**WORK REQUEST**
Please reproduce the whole passage on predictive underwriting models word for word.

**SOURCE EXTRACT**
Duck Creek Technologies' 2026 insurance analytics report highlights that predictive models in underwriting are moving toward real-time data streams rather than batch processing. Instead of scoring an application once with static data, carriers are building systems that can incorporate new data as it arrives — a lab result, a prescription fill, a biometric reading — and update the risk assessment dynamically.

VisioneerIT's 2026 analysis of data analytics in insurance projects that AI-driven analytics will move from decision-support to autonomous decision-making in lower-risk underwriting within the next two years. The report notes that carriers processing high volumes of term life applications are the most likely early adopters of fully automated underwriting decisions.

The future of predictive underwriting models

More data sources, faster processing, more automation for routine cases. That much is obvious. The harder questions are about the constraints.

Regulatory frameworks haven't caught up with the technology. Most state insurance departments evaluate underwriting on actuarial soundness and unfair discrimination standards written for traditional methods. How regulators handle black-box models, even with explainability layers, remains uncertain. Colorado's AI governance law, which took effect in 2024, represents one approach, but there's no federal standard.

Data privacy is another constraint. As models incorporate more personal health data, the consent and governance requirements grow. HIPAA covers clinical data, but what about rPPG readings captured by a phone app? The legal frameworks are still being drawn.

The biggest practical challenge is data quality and standardization. EHR data formats vary across health systems. Lab units differ between providers. Prescription histories from different PBMs have different structures. Carriers building predictive models spend more time on data engineering than on the actual modeling — a fact that surprises outsiders but is well-known inside the industry.

Companies like Circadify are working on the real-time data side of this problem, developing contactless biometric capture that can feed standardized physiological data directly into underwriting models through an API integration. As those pipelines mature, predictive models get access to physiological data that's hours old instead of months old.

Frequently asked questions

What is a predictive underwriting model?

A predictive underwriting model is a machine learning system trained on historical insurance data to estimate risk outcomes — mortality, morbidity, or lapse — based on applicant characteristics and health data. Unlike rule-based systems that follow explicit if-then logic, predictive models learn statistical patterns from large datasets and apply them to new applications.

**STORED DATA**
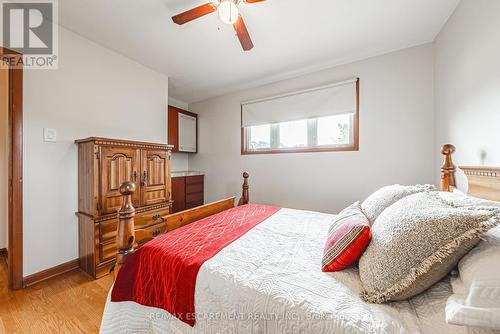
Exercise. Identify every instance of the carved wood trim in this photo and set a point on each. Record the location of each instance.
(15, 193)
(128, 143)
(245, 196)
(484, 182)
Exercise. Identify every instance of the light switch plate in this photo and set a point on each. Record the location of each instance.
(49, 135)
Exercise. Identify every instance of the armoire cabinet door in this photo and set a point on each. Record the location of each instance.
(155, 183)
(118, 165)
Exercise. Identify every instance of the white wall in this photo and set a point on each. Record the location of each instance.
(180, 161)
(4, 153)
(95, 92)
(396, 138)
(467, 82)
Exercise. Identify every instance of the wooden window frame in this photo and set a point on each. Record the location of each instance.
(15, 182)
(353, 147)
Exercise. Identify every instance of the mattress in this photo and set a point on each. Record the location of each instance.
(270, 281)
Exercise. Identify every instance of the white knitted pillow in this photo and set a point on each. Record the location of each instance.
(386, 196)
(416, 242)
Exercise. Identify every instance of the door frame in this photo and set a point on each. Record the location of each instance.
(15, 207)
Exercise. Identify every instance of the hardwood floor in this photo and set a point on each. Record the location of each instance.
(70, 303)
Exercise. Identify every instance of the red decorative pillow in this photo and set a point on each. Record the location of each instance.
(348, 238)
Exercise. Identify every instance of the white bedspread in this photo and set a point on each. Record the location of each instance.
(270, 281)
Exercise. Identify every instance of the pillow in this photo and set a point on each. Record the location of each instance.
(476, 292)
(386, 196)
(347, 239)
(416, 242)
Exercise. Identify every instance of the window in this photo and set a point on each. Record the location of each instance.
(316, 120)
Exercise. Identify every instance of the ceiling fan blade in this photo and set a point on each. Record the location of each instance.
(194, 13)
(243, 35)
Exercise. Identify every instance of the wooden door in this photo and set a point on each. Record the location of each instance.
(155, 177)
(118, 165)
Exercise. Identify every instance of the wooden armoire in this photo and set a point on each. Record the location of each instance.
(103, 164)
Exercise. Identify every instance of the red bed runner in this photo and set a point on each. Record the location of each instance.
(162, 273)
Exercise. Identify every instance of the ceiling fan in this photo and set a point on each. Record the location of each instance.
(228, 13)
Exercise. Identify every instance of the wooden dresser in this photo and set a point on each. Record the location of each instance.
(187, 191)
(103, 164)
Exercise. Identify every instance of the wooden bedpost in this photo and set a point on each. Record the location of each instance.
(245, 196)
(448, 169)
(125, 237)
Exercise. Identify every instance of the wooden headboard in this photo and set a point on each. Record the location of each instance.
(484, 182)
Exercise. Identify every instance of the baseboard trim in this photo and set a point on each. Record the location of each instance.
(51, 272)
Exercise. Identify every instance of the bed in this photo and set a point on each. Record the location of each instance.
(267, 280)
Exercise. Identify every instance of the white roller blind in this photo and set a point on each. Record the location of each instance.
(334, 99)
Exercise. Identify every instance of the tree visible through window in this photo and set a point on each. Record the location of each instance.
(263, 132)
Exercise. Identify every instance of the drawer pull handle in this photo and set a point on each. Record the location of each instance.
(158, 219)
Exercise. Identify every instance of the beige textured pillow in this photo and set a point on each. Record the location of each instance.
(386, 196)
(416, 242)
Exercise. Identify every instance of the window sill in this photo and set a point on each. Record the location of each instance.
(303, 150)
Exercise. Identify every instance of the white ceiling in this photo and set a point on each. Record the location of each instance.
(291, 37)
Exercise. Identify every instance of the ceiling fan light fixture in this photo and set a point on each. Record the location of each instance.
(228, 12)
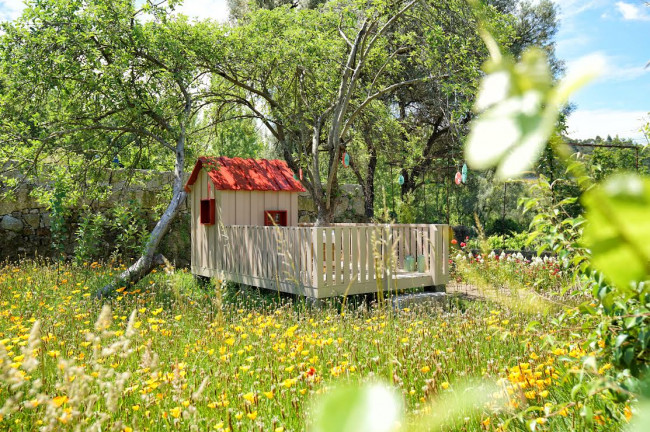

**TASK RESPONSE**
Duck Creek Technologies' 2026 insurance analytics report highlights that predictive models in underwriting are moving toward real-time data streams rather than batch processing. Instead of scoring an application once with static data, carriers are building systems that can incorporate new data as it arrives — a lab result, a prescription fill, a biometric reading — and update the risk assessment dynamically.

VisioneerIT's 2026 analysis of data analytics in insurance projects that AI-driven analytics will move from decision-support to autonomous decision-making in lower-risk underwriting within the next two years. The report notes that carriers processing high volumes of term life applications are the most likely early adopters of fully automated underwriting decisions.

The future of predictive underwriting models

More data sources, faster processing, more automation for routine cases. That much is obvious. The harder questions are about the constraints.

Regulatory frameworks haven't caught up with the technology. Most state insurance departments evaluate underwriting on actuarial soundness and unfair discrimination standards written for traditional methods. How regulators handle black-box models, even with explainability layers, remains uncertain. Colorado's AI governance law, which took effect in 2024, represents one approach, but there's no federal standard.

Data privacy is another constraint. As models incorporate more personal health data, the consent and governance requirements grow. HIPAA covers clinical data, but what about rPPG readings captured by a phone app? The legal frameworks are still being drawn.

The biggest practical challenge is data quality and standardization. EHR data formats vary across health systems. Lab units differ between providers. Prescription histories from different PBMs have different structures. Carriers building predictive models spend more time on data engineering than on the actual modeling — a fact that surprises outsiders but is well-known inside the industry.

Companies like Circadify are working on the real-time data side of this problem, developing contactless biometric capture that can feed standardized physiological data directly into underwriting models through an API integration. As those pipelines mature, predictive models get access to physiological data that's hours old instead of months old.

Frequently asked questions

What is a predictive underwriting model?

A predictive underwriting model is a machine learning system trained on historical insurance data to estimate risk outcomes — mortality, morbidity, or lapse — based on applicant characteristics and health data. Unlike rule-based systems that follow explicit if-then logic, predictive models learn statistical patterns from large datasets and apply them to new applications.